:: Data shown ::

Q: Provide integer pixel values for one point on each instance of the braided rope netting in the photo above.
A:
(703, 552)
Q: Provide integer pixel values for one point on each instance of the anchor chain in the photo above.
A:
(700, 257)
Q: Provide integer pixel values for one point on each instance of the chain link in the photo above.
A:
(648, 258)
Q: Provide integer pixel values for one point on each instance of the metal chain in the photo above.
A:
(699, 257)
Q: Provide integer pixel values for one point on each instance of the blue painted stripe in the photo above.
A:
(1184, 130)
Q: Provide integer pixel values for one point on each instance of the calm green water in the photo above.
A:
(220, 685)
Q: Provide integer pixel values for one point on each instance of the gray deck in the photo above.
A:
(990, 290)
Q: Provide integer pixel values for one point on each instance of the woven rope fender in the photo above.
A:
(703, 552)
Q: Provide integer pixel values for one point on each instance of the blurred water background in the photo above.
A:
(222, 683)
--
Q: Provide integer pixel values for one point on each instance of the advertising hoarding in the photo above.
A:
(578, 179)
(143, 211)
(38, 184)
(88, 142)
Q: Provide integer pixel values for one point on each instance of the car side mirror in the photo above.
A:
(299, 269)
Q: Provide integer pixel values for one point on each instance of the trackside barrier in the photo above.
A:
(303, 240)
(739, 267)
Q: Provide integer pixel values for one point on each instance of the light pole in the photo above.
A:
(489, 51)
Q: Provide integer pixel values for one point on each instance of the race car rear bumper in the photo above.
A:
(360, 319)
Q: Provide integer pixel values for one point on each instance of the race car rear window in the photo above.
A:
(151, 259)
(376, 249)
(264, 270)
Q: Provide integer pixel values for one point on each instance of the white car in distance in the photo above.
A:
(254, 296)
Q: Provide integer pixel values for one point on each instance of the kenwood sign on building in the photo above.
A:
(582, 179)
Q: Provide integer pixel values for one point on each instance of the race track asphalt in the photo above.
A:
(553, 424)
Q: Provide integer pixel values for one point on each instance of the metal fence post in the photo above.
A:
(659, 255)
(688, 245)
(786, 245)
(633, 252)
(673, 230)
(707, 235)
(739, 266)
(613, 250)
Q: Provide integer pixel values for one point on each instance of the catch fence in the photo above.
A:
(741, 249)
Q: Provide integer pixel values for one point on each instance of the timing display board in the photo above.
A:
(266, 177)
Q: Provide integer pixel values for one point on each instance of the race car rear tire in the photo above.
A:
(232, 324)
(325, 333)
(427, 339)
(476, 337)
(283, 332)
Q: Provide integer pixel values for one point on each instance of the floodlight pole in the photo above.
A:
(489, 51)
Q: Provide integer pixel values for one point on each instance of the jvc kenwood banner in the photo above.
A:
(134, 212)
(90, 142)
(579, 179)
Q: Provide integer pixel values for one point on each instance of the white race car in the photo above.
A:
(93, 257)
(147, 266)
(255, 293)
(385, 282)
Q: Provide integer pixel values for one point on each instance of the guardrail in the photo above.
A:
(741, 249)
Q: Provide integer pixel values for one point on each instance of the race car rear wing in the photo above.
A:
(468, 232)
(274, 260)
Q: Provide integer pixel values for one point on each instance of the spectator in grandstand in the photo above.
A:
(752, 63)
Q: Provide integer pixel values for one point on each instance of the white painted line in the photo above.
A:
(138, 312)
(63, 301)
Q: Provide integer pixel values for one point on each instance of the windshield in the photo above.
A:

:: Work task ::
Using the entries above, find all lines with "metal". Copy them.

:: Answer for this exercise ::
Q: Provide integer pixel values for one point on each instance of the metal chain in the photo above.
Q: Provide integer pixel values for one point on each instance of the metal fence post in the photo above.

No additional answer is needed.